— Begin Given passage —
Moving to a modern infrastructure can be a confusing and challenging task. So, how can your business best use and understand the cloud? How do leverage the benefits of cloud delivered technology while maintaining controls over performance, security and cost? To start, there are many cloud providers. The leading providers are Amazon’s AWS, Microsoft’s Azure and Oracle Cloud. Almost never mentioned is Google’s GCP, which I like to refer to as “The Windows Phone of cloud providers.” — OUCH. It’s great but lacks a ton of features and has a very small percentage of the market. If choosing a provider wasn’t a big enough task, you also have to figure out where your applications belong. To best understand the cloud, let’s look at how cloud providers define their services. The cloud can be summed into three services: SaaS, IaaS and PaaS. There’s also a hybrid approach, which Microsoft and Oracle offer. This allows you to keep some components on-premise and migrate others to the cloud.
SaaS (Software as a Service) is the most familiar to users when trying to understand the cloud. Office 365, SalesForce and Oracle ERP Cloud are excellent examples of SaaS – based services used by millions of users world-wide. These solutions are fully deployed and managed in the provider’s data centers with access being provided via remote connection or web browser. Cost is based on user count or consumption which allows predictive cost modeling. With the strength of their SaaS products Microsoft and Oracle are best positioned for the next generation of technical architectures which will require tight integration of all application and data processes.
IaaS (Infrastructure as a Service) is the closest thing to on-premise systems as you’ll find. Clients create virtual machines and they manage all aspects of the system. These VMs are created based on the size of machine you believe is needed based on compute and memory. You also specify the type of storage needed, network performance and security. Since this service is the closest to existing on-premise installations, it’s often chosen as a first step to transition into the cloud using the “Lift-and-shift” migration method.
The “Lift-and-shift” migration is simplistic, accounting for 1 cloud machine for each on-premise (1:1) and generally doesn’t include any advanced optimizations or license consolidation.
PaaS (Platform as a Service) is a truly native cloud offering. In database talk, Azure SQL Database and Azure Managed Instances are both PaaS offerings from Microsoft. Oracle provides Autonomous Database Cloud and Autonomous Data Warehouse while Amazon offers RDS and Aurora. There are other cloud native services as well such as Oracle Autonomous Analytics Cloud, Cosmos DB and Amazon RedShift.
— End Given passage —
— Begin Supplied data —
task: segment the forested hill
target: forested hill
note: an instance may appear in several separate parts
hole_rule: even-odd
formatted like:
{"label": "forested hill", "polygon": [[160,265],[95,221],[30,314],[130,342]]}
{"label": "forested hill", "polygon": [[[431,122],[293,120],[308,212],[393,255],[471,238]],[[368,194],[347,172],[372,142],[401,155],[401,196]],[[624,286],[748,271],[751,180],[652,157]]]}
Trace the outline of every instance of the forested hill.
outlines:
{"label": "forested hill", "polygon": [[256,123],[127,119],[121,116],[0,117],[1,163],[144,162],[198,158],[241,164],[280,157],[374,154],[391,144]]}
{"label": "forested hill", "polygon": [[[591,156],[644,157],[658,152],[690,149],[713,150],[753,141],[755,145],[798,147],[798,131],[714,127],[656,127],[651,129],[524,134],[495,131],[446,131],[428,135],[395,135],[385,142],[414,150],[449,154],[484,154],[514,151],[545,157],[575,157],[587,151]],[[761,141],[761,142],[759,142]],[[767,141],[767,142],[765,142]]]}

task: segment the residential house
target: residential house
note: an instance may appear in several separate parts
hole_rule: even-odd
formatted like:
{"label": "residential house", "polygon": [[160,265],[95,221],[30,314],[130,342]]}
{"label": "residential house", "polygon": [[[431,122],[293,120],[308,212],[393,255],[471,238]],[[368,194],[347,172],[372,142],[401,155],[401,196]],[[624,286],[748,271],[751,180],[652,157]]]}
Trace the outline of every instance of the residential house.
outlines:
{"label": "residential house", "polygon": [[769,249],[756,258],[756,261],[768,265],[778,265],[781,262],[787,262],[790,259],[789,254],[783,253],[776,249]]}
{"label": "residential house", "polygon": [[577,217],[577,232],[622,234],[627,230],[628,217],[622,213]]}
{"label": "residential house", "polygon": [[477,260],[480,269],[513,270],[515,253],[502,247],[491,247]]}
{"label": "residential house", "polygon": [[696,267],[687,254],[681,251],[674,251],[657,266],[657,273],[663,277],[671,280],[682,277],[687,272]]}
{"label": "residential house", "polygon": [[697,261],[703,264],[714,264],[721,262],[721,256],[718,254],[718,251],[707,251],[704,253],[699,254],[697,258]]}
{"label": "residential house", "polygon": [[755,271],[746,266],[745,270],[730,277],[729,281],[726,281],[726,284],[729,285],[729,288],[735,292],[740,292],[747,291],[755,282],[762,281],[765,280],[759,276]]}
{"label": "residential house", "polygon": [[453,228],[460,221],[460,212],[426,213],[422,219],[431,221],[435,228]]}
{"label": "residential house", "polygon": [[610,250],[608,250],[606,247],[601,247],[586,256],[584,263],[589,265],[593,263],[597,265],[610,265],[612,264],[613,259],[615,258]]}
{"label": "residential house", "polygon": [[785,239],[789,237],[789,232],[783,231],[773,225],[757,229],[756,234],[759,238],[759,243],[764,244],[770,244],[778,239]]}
— End Supplied data —
• **Stated problem 1**:
Answer these from the cloud services text:
(a) Which three cloud providers does it call the leading ones?
(b) What is the cost of SaaS based on?
(c) How many cloud machines does the "Lift-and-shift" migration account for per on-premise machine?
• **Stated problem 2**: Duplicate everything in the cloud services text from "IaaS (Infrastructure as" down to "or license consolidation.".
The listing plays no part in what follows.

• **Full answer 1**:
(a) Amazon's AWS, Microsoft's Azure and Oracle Cloud.
(b) User count or consumption.
(c) One cloud machine for each on-premise machine (1:1).

• **Full answer 2**:
IaaS (Infrastructure as a Service) is the closest thing to on-premise systems as you’ll find. Clients create virtual machines and they manage all aspects of the system. These VMs are created based on the size of machine you believe is needed based on compute and memory. You also specify the type of storage needed, network performance and security. Since this service is the closest to existing on-premise installations, it’s often chosen as a first step to transition into the cloud using the “Lift-and-shift” migration method.
The “Lift-and-shift” migration is simplistic, accounting for 1 cloud machine for each on-premise (1:1) and generally doesn’t include any advanced optimizations or license consolidation.